-------- Data
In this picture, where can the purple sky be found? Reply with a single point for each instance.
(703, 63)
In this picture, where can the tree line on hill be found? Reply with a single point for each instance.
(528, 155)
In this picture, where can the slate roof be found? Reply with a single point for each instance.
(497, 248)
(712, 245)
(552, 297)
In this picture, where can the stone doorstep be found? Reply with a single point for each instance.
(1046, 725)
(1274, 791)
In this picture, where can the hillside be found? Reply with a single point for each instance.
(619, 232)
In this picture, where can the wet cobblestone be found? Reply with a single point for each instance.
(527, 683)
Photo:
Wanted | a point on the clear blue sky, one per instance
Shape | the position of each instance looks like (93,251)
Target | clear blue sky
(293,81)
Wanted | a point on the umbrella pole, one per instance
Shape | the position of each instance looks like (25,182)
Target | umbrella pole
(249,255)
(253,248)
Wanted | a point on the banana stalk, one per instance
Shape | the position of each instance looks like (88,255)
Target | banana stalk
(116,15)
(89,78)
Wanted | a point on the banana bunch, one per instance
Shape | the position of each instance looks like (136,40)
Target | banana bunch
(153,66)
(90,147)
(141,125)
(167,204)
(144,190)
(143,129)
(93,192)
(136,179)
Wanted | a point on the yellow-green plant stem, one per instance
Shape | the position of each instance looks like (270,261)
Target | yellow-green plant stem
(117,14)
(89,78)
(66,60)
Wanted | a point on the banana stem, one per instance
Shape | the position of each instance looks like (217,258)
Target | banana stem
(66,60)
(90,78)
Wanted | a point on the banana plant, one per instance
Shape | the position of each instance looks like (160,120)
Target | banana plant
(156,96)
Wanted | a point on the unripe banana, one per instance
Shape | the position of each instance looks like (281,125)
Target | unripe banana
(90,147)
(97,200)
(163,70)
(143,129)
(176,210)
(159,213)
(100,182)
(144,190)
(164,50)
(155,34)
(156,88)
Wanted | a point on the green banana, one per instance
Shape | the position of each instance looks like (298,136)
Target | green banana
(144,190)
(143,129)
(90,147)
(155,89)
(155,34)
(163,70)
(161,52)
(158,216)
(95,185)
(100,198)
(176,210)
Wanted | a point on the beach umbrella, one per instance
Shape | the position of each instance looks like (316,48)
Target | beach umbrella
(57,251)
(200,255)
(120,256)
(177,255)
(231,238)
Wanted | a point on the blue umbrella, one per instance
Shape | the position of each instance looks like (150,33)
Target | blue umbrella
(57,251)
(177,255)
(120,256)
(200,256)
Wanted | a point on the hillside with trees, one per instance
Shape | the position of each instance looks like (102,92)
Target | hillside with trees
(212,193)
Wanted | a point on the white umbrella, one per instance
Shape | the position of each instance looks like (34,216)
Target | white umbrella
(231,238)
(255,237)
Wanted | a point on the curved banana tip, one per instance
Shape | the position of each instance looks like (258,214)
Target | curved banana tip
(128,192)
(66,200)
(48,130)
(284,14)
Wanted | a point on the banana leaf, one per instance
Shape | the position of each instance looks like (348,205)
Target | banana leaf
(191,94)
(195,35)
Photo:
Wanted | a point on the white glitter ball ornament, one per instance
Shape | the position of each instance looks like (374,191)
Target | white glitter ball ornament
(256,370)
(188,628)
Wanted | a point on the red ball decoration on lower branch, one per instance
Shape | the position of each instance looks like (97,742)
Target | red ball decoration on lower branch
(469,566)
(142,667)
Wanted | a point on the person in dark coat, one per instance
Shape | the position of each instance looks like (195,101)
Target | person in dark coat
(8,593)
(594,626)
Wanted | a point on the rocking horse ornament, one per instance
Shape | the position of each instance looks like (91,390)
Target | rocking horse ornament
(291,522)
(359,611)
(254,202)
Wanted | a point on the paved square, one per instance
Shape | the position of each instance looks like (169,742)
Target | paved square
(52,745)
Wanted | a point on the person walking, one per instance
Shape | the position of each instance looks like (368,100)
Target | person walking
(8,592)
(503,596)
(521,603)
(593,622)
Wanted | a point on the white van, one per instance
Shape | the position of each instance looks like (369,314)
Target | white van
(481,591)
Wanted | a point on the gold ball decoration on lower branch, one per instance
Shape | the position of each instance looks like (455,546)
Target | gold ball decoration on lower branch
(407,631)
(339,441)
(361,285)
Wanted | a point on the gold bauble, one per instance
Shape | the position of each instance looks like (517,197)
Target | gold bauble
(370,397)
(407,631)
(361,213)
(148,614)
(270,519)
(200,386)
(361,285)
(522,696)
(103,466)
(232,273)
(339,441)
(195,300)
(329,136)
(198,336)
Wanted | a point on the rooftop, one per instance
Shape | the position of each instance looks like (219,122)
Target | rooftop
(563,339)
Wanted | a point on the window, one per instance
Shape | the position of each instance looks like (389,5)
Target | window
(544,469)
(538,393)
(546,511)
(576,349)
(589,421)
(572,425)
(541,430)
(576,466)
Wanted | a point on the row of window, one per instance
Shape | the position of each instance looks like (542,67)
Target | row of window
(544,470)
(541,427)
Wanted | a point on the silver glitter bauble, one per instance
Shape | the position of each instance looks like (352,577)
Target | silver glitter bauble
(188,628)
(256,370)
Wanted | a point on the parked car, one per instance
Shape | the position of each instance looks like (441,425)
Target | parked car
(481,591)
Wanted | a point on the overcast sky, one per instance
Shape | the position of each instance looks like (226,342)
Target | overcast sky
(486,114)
----------------
Task details:
Rename "slate roof" to "tiled roof" in every row above, and leave everything else as it is.

Result:
In this picture, where can the purple sky be found? Reply with a single point for each instance.
(703, 63)
In this picture, where can the tree line on hill be found? Reply with a single point for each instance.
(528, 155)
In this picture, where can the tiled roof be found? Reply with a single point for each instance.
(497, 248)
(712, 245)
(552, 297)
In this picture, where can the stone doorstep be found? Reply with a single point for each instance.
(1046, 725)
(1274, 791)
In this picture, where can the hillside be found? Reply with a single point for each instance.
(619, 232)
In this picture, where can the wet cobblestone be found? Reply with a single point for each instance.
(527, 683)
Photo:
Wanted | a point on the clear blue sky, one per instance
Shape | the position of each instance looks like (93,251)
Target | clear blue sky
(293,81)
Wanted | a point on the umbrella pole, one per instance
Shape | the position of each instance looks like (25,182)
Target | umbrella pole
(249,255)
(253,248)
Wanted | a point on the banana stalk, one per instance
Shape | the position of each instance looks like (88,255)
Target | banana stalk
(116,15)
(89,78)
Wanted | a point on the banana bunch, one per instance
Shape | the position of each instance looks like (136,40)
Target | banana bunch
(153,66)
(90,147)
(141,125)
(167,204)
(144,190)
(143,129)
(93,192)
(136,179)
Wanted | a point on the yellow-green plant stem, one per instance
Shape | the position of each instance looks like (270,261)
Target | yellow-green plant stem
(117,14)
(89,78)
(66,60)
Wanted | a point on the banana stem, one per instance
Shape | the position of each instance looks like (217,258)
Target | banana stem
(66,60)
(90,78)
Wanted | a point on the banana plant, one per instance
Shape | the position of each instance looks like (160,120)
Target | banana plant
(156,96)
Wanted | a point on the unripe banana, one per instance
Shape | the position of each instance looks like (281,125)
Target | unripe banana
(90,147)
(97,200)
(163,70)
(143,129)
(176,210)
(159,213)
(100,182)
(144,190)
(164,50)
(155,34)
(156,88)
Wanted | a point on the green banana, one per instance
Shape | the position of each instance looks like (298,136)
Target | green banana
(144,190)
(143,129)
(90,147)
(155,89)
(155,34)
(163,70)
(161,52)
(158,216)
(95,185)
(100,198)
(176,210)
Wanted | a point on the beach umbrella, one per instance
Shape | the position of each instance looks like (316,48)
Target | beach umbrella
(57,251)
(200,255)
(120,256)
(177,255)
(231,238)
Wanted | a point on the blue umbrella, one per instance
Shape | the position of each instance looks like (150,33)
Target | blue umbrella
(57,251)
(177,255)
(120,256)
(200,256)
Wanted | a point on the hillside with trees, one per instance
Shape | the position of each instance looks like (102,92)
Target | hillside with trees
(212,193)
Wanted | a point on the white umbrella, one per instance
Shape | the position of each instance looks like (34,216)
Target | white umbrella
(231,238)
(255,237)
Wanted | a point on the curved banana tip, one per instance
Shape | the position of each instance looks like (258,214)
Target | curved banana tip
(128,192)
(66,200)
(48,130)
(284,14)
Wanted | a point on the banana leaf, one per instance
Shape | the position of each instance looks like (348,205)
Target | banana leaf
(191,94)
(195,35)
Photo:
Wanted | a point on the white glitter ball ornament, one per instance
Shape | the position of each instance looks like (374,191)
Target | white glitter ball ornament
(256,370)
(188,628)
Wanted | a point on the red ball decoration on lower branch, one per instance
Shape | the position of each instance looks like (97,742)
Target | red ball decoration on lower branch
(469,566)
(142,667)
Wanted | a point on the person in dark coat, one per instance
Shape | the position of each instance looks like (195,101)
Target | person in dark coat
(8,593)
(594,626)
Wanted | a point on the rocking horse ornament, one per instance
Shape | the position of each instance looks like (91,390)
Target | rocking horse ornament
(291,522)
(359,611)
(254,202)
Wanted | a point on the paved square, one per instance
Shape | the position of each instance looks like (169,742)
Target | paved square
(52,745)
Wanted | a point on the person walking, one per instance
Shape | the position of each instance looks like (368,100)
Target | person walking
(8,592)
(503,596)
(521,603)
(593,622)
Wanted | a point on the white van, one per instance
Shape | the position of each instance looks like (369,314)
Target | white van
(481,591)
Wanted | a point on the gold ball decoration on lower branch, one per instance
Shape | the position of each instance looks like (455,546)
Target | gold ball decoration on lower branch
(407,631)
(339,441)
(361,285)
Wanted | a point on the gold bauble, one per instance
Shape | the position of each instance looks like (517,197)
Target | gold bauble
(370,397)
(407,631)
(361,213)
(148,614)
(270,519)
(200,386)
(361,285)
(522,696)
(103,466)
(232,273)
(339,441)
(195,300)
(329,136)
(198,336)
Wanted | a point on the rooftop, one per instance
Shape | the position of each instance looks like (219,122)
Target | rooftop
(563,339)
Wanted | a point on the window, one per instance
Shape | the position of each instance looks like (389,5)
Target | window
(544,469)
(538,393)
(546,511)
(576,349)
(589,421)
(572,425)
(541,430)
(576,466)
Wanted | a point on the row of window, one per instance
Shape | the position of each instance looks like (542,67)
Target | row of window
(544,470)
(541,427)
Wanted | a point on the silver glitter bauble, one per instance
Shape | the position of each instance looks like (352,577)
Target | silver glitter bauble
(188,628)
(256,370)
Wanted | a point on the parked car, one per instance
Shape | the position of each instance looks like (441,425)
Target | parked car
(481,591)
Wanted | a point on the overcast sky, one per instance
Shape | the position of each instance looks like (226,342)
Target | overcast sky
(486,114)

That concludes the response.